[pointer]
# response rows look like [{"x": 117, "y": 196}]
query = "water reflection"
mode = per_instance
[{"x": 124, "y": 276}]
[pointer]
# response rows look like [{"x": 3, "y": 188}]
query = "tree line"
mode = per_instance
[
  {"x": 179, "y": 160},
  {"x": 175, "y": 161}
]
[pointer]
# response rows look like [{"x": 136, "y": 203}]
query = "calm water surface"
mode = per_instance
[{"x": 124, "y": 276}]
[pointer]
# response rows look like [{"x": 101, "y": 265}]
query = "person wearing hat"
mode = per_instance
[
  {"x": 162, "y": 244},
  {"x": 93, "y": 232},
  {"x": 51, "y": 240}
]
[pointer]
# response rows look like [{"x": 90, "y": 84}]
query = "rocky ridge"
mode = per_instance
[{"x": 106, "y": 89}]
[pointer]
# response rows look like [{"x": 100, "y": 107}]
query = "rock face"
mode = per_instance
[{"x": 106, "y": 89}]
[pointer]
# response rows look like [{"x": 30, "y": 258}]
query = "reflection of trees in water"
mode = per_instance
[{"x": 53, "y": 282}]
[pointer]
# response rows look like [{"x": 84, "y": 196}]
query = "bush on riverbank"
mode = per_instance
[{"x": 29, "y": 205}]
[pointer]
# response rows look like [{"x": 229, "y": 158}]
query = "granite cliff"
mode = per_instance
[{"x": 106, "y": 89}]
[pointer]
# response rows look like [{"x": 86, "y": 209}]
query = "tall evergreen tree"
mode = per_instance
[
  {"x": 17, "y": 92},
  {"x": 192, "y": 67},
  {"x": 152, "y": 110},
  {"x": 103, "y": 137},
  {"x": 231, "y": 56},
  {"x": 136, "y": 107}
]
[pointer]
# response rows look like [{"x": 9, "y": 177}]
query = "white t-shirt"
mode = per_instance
_ _ _ _
**Request:**
Reproduce the material precisely, including every line.

**Solution for this task:**
[pointer]
# response rows look like [{"x": 117, "y": 196}]
query = "water reflection"
mode = per_instance
[{"x": 124, "y": 276}]
[pointer]
# response rows look like [{"x": 3, "y": 188}]
query = "tree line"
mode = per_instance
[
  {"x": 179, "y": 160},
  {"x": 175, "y": 161}
]
[pointer]
# response rows look like [{"x": 136, "y": 203}]
query = "calm water surface"
mode = per_instance
[{"x": 124, "y": 276}]
[pointer]
# response rows look like [{"x": 101, "y": 265}]
query = "person wearing hat"
mode = per_instance
[
  {"x": 162, "y": 244},
  {"x": 93, "y": 232},
  {"x": 51, "y": 240}
]
[pointer]
# response rows look like [{"x": 90, "y": 84}]
query = "rocky ridge"
mode = per_instance
[{"x": 106, "y": 89}]
[pointer]
# response rows look like [{"x": 100, "y": 107}]
query = "rock face"
mode = per_instance
[{"x": 106, "y": 89}]
[pointer]
# response rows look like [{"x": 30, "y": 258}]
query = "reflection of trees in water"
mode = per_instance
[{"x": 53, "y": 282}]
[pointer]
# response rows look like [{"x": 84, "y": 196}]
query = "bush on riverbank"
mode = per_instance
[{"x": 29, "y": 205}]
[pointer]
# response rows look like [{"x": 229, "y": 158}]
query = "granite cliff"
mode = per_instance
[{"x": 106, "y": 89}]
[pointer]
# response rows look like [{"x": 86, "y": 209}]
query = "tall evergreen tree"
mode = per_instance
[
  {"x": 17, "y": 92},
  {"x": 192, "y": 67},
  {"x": 152, "y": 110},
  {"x": 103, "y": 137},
  {"x": 231, "y": 56},
  {"x": 136, "y": 107}
]
[pointer]
# response rows look like [{"x": 9, "y": 177}]
query = "white t-shirt"
mode = per_instance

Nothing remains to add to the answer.